| SELECTED EXTRACT |
—————

Single by Shallipopi

from the album Auracle
- Released: 13 March 2025
- Genre: Afrobeats
- Length: 2:24
- Label: Plutomania; Since '93;
- Songwriters: Crown Uzama; Dwills Harmony; Eredoro Progress;
- Producer: Progrex

Shallipopi singles chronology
| "Benin Boys" (2024) | "Laho" (2025) | "Laho II" (2025) |

Music video
- "Laho" on YouTube

= Laho (song) =

2025 single by Shallipopi

"Laho" is a song by Nigerian singer and rapper Shallipopi. It was released on 13 March 2025, under Shallipopi's record label, Plutomania Records and the British label Since '93. The song peaked at number 5 on the Billboard U.S. Afrobeats Songs chart.

== Background and controversy ==
In January 2025, Shallipopi previewed the song with a studio session snippet on his official Twitter account. "Laho" was initially released on 21 February 2025. However, it was subsequently removed due to a dispute with his record label. The controversy surrounding the song's release led to a publicized disagreement between Shallipopi and his former label executive. After resolving the issue, Shallipopi re-released the single "Laho" on 13 March 2025, under Plutomania Records and Since '93, in accordance with the agreed-upon distribution arrangement.

—————

| OBJECTIVE A |
Count the lines in the entries below that contain the word "shirt", and give only that number.

| ENTRIES SHOWN |
—————

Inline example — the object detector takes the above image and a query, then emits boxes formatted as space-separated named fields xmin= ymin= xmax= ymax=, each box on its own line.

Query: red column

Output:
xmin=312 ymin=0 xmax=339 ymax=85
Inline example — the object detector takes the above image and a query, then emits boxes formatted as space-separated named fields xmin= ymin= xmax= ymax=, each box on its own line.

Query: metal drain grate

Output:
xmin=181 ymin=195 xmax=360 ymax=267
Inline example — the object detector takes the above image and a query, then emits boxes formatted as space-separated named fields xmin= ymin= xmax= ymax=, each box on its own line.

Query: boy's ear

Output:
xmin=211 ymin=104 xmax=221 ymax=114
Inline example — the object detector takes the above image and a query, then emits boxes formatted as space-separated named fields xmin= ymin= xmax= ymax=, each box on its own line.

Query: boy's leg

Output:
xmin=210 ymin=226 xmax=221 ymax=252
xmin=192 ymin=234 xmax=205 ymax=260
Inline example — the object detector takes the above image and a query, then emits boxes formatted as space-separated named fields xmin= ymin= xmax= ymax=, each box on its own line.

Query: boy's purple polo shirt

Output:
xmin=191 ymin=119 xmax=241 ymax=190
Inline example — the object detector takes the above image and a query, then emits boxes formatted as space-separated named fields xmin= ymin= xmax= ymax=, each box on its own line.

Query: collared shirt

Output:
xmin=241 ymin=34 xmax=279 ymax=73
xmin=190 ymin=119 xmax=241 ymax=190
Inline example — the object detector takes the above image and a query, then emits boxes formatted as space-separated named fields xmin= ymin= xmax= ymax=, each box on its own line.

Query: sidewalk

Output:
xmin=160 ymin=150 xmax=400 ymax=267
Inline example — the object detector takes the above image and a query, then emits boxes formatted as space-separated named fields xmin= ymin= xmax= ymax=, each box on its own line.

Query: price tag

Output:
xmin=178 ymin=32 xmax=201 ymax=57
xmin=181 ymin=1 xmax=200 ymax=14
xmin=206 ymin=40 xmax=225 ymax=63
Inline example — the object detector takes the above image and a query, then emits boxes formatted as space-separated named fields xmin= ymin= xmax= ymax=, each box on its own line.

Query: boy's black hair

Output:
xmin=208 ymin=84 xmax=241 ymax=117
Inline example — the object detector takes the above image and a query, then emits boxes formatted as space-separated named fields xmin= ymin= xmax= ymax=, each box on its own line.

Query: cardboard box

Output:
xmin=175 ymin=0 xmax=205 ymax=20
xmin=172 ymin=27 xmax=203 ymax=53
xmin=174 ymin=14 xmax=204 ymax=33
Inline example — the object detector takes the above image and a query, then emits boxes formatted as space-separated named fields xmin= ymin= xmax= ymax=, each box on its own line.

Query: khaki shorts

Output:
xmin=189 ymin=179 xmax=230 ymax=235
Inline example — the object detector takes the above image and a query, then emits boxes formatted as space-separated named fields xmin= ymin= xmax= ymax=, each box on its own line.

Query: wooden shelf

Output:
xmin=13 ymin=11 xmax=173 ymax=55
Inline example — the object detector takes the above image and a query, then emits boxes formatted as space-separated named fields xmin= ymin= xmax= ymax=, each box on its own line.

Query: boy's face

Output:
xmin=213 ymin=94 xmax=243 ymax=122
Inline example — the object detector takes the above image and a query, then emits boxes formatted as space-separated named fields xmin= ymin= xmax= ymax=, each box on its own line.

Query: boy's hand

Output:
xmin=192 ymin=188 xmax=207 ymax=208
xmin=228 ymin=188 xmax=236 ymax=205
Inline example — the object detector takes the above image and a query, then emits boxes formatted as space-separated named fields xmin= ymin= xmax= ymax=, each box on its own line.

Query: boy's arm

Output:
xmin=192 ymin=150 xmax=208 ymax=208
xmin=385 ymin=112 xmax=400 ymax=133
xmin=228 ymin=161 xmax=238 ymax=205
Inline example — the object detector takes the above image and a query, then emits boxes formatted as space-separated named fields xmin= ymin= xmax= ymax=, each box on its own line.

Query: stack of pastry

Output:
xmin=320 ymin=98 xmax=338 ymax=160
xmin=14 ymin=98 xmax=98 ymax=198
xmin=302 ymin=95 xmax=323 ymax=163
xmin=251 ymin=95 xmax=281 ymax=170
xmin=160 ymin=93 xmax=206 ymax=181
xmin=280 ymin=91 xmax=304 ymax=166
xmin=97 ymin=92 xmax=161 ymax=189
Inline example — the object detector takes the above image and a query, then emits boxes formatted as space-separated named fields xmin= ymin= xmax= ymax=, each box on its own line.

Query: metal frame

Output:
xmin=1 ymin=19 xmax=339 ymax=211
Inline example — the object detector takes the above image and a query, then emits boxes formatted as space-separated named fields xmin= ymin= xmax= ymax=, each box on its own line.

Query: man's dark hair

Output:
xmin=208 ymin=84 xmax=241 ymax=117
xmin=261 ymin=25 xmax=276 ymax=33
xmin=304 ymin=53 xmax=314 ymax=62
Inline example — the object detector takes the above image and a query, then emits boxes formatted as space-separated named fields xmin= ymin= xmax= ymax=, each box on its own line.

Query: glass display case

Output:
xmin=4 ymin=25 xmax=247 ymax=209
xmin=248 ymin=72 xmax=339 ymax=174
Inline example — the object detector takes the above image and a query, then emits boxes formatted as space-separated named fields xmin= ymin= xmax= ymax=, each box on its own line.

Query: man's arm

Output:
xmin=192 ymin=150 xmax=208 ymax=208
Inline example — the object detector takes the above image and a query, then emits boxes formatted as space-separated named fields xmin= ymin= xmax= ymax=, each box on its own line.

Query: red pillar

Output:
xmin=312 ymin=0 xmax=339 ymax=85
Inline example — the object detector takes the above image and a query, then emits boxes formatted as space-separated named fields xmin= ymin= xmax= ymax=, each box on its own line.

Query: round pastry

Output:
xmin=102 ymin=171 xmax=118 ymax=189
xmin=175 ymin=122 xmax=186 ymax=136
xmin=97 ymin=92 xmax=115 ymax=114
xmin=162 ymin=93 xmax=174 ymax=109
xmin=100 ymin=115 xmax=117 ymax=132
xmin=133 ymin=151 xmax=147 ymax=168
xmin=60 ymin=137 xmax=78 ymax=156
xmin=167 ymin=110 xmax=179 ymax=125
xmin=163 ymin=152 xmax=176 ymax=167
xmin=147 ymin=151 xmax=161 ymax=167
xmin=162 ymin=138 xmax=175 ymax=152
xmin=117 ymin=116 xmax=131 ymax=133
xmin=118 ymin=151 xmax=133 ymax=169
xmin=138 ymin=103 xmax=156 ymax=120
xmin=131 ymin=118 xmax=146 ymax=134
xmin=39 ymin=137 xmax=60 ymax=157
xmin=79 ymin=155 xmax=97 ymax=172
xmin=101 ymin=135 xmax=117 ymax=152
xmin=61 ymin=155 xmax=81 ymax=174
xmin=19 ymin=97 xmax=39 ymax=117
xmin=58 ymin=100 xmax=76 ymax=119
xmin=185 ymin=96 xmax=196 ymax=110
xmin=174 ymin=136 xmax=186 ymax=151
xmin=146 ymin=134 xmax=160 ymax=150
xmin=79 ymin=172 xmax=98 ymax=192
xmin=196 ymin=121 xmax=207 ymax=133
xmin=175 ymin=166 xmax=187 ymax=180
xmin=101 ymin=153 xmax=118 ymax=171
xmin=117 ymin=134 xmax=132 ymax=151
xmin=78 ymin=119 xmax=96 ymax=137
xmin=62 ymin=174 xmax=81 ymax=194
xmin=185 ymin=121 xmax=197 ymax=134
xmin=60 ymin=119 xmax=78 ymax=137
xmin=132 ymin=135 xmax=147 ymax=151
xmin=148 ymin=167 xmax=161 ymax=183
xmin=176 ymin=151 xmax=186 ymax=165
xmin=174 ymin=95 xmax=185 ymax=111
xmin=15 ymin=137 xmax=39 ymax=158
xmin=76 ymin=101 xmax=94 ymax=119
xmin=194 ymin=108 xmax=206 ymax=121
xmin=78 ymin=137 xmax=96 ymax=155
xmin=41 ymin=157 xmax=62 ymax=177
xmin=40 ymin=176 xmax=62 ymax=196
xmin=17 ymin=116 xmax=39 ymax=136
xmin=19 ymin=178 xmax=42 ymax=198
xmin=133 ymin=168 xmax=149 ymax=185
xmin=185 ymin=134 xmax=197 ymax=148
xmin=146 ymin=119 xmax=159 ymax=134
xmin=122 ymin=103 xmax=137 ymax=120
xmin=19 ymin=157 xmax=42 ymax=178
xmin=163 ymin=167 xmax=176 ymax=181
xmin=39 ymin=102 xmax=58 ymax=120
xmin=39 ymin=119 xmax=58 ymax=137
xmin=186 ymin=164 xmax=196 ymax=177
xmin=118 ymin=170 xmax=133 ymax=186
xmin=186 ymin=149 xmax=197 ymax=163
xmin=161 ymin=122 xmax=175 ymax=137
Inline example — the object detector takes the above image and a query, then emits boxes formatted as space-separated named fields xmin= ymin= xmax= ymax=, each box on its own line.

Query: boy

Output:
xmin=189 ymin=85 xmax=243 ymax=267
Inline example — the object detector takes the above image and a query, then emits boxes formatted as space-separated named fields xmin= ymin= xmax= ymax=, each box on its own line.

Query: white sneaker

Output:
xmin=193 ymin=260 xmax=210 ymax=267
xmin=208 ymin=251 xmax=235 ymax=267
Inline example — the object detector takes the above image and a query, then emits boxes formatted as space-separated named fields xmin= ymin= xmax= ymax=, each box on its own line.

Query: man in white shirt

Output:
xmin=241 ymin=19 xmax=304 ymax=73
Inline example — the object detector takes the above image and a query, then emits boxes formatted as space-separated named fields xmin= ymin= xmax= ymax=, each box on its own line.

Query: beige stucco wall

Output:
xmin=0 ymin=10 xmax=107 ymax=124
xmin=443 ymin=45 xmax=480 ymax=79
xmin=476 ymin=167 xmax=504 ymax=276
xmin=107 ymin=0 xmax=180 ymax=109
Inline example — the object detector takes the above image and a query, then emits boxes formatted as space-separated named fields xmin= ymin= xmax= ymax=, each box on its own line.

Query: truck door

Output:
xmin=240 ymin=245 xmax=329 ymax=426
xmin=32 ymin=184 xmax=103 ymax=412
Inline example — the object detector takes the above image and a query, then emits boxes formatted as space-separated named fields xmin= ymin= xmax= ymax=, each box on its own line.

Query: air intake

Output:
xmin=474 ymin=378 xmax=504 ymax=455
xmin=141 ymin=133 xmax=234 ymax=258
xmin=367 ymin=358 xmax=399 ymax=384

—————

| OBJECTIVE B |
Transcribe the passage of the "Laho" article from "Shallipopi singles chronology" to "Afrobeats Songs chart.".

| RESPONSE A |
3

| RESPONSE B |
Shallipopi singles chronology
| "Benin Boys" (2024) | "Laho" (2025) | "Laho II" (2025) |

Music video
- "Laho" on YouTube

= Laho (song) =

2025 single by Shallipopi

"Laho" is a song by Nigerian singer and rapper Shallipopi. It was released on 13 March 2025, under Shallipopi's record label, Plutomania Records and the British label Since '93. The song peaked at number 5 on the Billboard U.S. Afrobeats Songs chart.